--- Exercise passage ---
AMERICANS who want a preview of coming attractions under Medicare for All should take a look at the annual “winter crisis” at Britain’s National Health Service that is starting early this year.

Data released recently showed the worst waiting times in 15 years in English emergency rooms. Hang onto your warm winter hats.

The NHS managed to treat only 83.6 percent of emergency-room patients within four hours in October, compared to 89.1 percent a year earlier and well short of the government’s target of 95 percent. The NHS winter crisis has become a national tradition like Guy Fawkes Day and the Grand National horse race, as the state-run system struggles to cope with a surge of illness during the colder months. Last winter’s four-hour admission rate bottomed at 84.4 percent in February 2019, and the winter before that the worst rate was 84.8 percent in March 2018.

This happens because the supply of doctors, nurses, hospital beds and the like hasn’t kept up with the rising demand from a growing and aging British population. NHS spending rises above the inflation rate, but that isn’t enough to fill the treatment and service gaps. The NHS also missed its target for 93 percent of patients with suspected cancer to be seen by a specialist within two weeks of referral by a family doctor. In September, 90.1 percent of patients saw a specialist within two weeks, down from 91.2 percent in September 2018. A bureaucrat or Sen. Elizabeth Warren might think that’s good enough for government work. But it’s definitely not for the nearly 10 percent of patients and their families who had to live with a suspected cancer diagnosis for more than two weeks.

Prime Minister Boris Johnson is anxious to keep the winter crisis from becoming a political liability in the Dec. 12 British election, and all major parties are promising more money for NHS. Past experience and recent waiting-time data suggest more will never be enough. Politicians who want a U.S. version of the NHS via Medicare for All should explain why they want Americans to catch this British disease.

(Records from a data source)
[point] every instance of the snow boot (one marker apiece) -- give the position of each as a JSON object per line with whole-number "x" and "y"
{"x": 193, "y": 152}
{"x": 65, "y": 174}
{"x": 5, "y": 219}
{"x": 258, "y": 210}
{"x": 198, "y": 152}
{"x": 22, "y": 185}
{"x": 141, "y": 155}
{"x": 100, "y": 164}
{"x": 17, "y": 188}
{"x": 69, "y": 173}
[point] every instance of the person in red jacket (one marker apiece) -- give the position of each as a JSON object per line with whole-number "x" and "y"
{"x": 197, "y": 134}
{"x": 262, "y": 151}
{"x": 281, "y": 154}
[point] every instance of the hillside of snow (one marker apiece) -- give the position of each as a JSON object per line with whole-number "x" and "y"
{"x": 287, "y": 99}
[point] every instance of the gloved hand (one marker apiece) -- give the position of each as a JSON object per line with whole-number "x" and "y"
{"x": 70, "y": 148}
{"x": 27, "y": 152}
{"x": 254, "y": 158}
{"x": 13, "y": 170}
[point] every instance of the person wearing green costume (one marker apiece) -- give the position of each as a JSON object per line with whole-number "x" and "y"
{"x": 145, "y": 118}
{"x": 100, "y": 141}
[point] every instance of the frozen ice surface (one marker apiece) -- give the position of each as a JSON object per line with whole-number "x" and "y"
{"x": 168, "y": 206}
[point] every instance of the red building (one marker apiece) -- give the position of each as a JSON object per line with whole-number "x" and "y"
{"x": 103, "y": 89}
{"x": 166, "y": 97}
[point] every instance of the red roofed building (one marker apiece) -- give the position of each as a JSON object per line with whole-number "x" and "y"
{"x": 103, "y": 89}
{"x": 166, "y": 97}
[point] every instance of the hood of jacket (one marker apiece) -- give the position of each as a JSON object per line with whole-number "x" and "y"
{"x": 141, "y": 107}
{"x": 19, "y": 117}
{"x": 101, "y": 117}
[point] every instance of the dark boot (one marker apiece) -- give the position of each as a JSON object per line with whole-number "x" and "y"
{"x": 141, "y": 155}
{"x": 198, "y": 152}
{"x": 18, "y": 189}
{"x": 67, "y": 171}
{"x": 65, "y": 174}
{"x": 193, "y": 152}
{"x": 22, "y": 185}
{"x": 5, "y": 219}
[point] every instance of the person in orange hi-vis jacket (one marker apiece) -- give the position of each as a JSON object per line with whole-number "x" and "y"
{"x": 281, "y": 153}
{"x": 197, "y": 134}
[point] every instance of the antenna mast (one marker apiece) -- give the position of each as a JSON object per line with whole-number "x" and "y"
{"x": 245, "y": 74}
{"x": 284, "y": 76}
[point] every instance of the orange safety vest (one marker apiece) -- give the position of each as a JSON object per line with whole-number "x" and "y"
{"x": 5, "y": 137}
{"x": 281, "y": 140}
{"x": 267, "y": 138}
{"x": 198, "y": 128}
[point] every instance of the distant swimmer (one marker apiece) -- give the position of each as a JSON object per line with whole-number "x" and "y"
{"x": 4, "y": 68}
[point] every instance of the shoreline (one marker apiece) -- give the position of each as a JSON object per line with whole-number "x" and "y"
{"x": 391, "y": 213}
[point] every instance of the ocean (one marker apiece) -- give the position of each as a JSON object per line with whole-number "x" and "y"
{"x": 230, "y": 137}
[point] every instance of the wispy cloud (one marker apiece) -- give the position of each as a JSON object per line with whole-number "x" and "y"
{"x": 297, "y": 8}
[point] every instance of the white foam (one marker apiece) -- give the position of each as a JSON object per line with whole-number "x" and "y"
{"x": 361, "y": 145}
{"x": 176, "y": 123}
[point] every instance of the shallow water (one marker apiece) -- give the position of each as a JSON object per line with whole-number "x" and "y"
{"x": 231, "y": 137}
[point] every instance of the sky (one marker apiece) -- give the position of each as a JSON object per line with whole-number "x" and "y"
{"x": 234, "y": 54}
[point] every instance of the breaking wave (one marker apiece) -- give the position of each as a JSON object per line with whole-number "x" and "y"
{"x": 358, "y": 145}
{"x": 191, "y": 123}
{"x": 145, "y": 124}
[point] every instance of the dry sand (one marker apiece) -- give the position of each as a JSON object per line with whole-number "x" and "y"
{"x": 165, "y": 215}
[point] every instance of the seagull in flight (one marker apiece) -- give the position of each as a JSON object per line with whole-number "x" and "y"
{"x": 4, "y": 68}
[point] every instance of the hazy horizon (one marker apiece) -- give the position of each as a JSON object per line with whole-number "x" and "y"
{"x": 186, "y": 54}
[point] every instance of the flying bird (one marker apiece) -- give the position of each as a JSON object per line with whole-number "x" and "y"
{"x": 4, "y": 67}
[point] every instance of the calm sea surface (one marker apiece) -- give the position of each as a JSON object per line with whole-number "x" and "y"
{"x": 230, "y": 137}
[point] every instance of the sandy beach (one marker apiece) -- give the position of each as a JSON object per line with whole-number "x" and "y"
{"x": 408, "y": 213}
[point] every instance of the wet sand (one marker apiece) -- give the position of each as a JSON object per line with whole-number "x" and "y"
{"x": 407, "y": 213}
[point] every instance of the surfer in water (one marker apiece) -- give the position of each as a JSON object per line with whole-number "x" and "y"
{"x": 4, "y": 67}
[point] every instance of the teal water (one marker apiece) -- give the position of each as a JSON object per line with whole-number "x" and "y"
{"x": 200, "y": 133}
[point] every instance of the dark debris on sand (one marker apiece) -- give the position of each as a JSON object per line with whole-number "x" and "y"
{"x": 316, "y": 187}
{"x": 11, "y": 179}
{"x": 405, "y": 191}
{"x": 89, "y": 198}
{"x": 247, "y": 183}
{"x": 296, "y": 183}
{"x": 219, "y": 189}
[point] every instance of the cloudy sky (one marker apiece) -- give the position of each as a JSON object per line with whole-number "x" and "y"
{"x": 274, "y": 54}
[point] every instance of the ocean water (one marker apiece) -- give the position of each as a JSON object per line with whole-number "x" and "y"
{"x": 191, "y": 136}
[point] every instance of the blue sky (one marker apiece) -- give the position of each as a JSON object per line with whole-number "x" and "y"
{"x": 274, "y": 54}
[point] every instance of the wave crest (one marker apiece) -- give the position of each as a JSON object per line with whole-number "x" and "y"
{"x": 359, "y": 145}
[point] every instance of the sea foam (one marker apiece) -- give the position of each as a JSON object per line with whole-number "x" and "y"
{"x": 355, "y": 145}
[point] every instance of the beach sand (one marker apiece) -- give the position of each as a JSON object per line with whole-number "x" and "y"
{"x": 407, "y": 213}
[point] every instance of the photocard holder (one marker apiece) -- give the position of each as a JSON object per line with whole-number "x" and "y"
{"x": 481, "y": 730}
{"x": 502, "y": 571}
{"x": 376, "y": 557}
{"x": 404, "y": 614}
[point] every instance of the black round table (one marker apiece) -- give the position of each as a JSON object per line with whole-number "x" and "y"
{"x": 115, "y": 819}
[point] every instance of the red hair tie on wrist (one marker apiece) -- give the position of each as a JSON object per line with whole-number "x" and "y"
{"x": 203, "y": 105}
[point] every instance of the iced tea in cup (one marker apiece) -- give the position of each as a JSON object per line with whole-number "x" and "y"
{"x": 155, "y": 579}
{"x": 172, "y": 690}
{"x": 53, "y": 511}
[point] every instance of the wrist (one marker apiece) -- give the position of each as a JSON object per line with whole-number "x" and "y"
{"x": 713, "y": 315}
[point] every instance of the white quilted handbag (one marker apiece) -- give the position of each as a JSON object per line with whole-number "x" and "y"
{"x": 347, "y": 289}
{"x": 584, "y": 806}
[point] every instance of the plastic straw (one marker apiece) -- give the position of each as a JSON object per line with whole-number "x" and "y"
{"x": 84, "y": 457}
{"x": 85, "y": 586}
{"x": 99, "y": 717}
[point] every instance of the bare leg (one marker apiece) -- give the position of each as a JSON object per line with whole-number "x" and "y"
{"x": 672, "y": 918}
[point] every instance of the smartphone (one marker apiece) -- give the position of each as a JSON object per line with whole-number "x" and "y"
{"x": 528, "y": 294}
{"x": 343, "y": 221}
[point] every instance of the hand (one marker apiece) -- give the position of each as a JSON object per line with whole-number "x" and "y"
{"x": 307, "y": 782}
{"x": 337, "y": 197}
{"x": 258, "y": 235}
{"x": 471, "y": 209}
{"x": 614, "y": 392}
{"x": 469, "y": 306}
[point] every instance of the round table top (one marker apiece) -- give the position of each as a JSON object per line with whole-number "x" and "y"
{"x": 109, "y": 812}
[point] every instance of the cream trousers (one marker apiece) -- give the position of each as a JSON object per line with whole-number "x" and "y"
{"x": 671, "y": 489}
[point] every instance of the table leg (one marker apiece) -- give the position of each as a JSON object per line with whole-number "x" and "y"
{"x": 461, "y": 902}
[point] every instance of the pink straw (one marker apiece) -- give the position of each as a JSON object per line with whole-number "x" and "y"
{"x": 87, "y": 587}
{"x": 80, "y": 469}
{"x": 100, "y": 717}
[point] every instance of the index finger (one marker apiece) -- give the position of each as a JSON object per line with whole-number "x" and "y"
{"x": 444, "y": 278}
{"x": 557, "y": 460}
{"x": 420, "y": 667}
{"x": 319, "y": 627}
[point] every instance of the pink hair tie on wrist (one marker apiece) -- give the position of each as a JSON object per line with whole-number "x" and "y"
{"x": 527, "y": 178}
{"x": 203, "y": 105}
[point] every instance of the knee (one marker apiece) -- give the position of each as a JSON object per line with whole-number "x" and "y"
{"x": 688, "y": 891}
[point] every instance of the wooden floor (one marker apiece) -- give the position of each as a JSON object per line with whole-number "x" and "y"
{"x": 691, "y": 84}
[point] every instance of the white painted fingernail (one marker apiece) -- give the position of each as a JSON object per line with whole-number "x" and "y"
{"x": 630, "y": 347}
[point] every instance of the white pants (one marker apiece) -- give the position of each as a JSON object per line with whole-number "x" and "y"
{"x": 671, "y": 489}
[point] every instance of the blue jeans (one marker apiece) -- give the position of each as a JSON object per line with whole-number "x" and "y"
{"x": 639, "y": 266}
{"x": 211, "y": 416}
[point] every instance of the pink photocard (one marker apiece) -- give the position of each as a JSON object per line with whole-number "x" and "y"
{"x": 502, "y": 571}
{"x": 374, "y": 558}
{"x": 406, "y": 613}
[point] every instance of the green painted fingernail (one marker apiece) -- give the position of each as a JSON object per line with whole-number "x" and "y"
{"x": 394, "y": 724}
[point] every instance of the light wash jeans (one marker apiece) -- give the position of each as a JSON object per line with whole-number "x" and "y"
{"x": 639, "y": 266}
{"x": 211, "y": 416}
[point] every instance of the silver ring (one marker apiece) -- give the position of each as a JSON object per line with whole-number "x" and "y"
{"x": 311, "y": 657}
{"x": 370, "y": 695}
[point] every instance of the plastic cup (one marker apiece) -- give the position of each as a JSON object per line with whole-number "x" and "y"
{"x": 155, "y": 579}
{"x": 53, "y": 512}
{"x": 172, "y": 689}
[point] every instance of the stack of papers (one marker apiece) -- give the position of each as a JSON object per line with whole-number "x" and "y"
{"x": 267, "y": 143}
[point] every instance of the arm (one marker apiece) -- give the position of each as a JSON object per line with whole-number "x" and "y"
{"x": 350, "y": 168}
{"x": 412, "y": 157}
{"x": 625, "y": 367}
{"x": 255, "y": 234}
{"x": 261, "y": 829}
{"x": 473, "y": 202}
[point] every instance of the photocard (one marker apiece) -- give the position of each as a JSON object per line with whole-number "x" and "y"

--- Work order 1 ---
Reproduce the stretch of the NHS passage from "AMERICANS who want" through "warm winter hats.".
--- Work order 2 ---
Translate this sentence from the NHS passage into Spanish: "NHS spending rises above the inflation rate, but that isn't enough to fill the treatment and service gaps."

--- Response box 1 ---
AMERICANS who want a preview of coming attractions under Medicare for All should take a look at the annual “winter crisis” at Britain’s National Health Service that is starting early this year.

Data released recently showed the worst waiting times in 15 years in English emergency rooms. Hang onto your warm winter hats.

--- Response box 2 ---
El gasto del NHS crece por encima de la tasa de inflación, pero eso no basta para cubrir las carencias en tratamientos y servicios.